* INFORMATION:
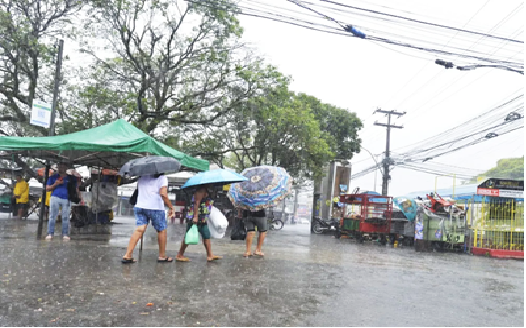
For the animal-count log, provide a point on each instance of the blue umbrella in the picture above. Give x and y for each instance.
(215, 177)
(266, 187)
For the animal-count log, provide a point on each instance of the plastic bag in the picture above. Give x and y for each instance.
(214, 233)
(218, 220)
(192, 236)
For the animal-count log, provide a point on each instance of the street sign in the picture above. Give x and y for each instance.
(40, 114)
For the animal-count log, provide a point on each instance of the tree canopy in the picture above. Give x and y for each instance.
(177, 70)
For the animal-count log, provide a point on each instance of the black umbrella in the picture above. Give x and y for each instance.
(150, 166)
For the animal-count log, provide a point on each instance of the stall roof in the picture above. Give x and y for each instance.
(467, 191)
(109, 145)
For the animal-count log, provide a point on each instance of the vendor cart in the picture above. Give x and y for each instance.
(366, 216)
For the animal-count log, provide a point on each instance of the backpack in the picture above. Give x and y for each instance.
(238, 232)
(133, 198)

* TASK DIRECTIONS: From the first line to the last, repeat the records exactly. Leave out the pictures.

* ANSWER BELOW:
For the animal-count log, provide a point on each instance of the blue umbrella in the picture above. Give x and y for each instance.
(215, 177)
(266, 187)
For the animal-count log, provide a point on each instance of the plastic bag in the picture above. Give x and y for each instance.
(214, 233)
(218, 220)
(192, 236)
For the animal-count log, provide a point on each instance of the street sign in the picture above. Give x and y for each instance.
(40, 114)
For the animal-count log, provide a point on each instance of the tree canopy in the picture above. Give x and y for each instance.
(177, 70)
For the animal-count log, provide a point on each instance of the black umbrella in the picture above. Give x and y for each instance.
(150, 166)
For the animal-count log, provide a point on each instance of the stall roof in the picture above. Give x and y for each instance.
(467, 191)
(109, 145)
For the animal-count log, provide a point on each instance of the vendor cart in the picture above. Give x and y for each instance.
(366, 216)
For the animal-count log, provide a point on each instance of the backpack in the picture above. Give x and y for each instance.
(238, 232)
(133, 198)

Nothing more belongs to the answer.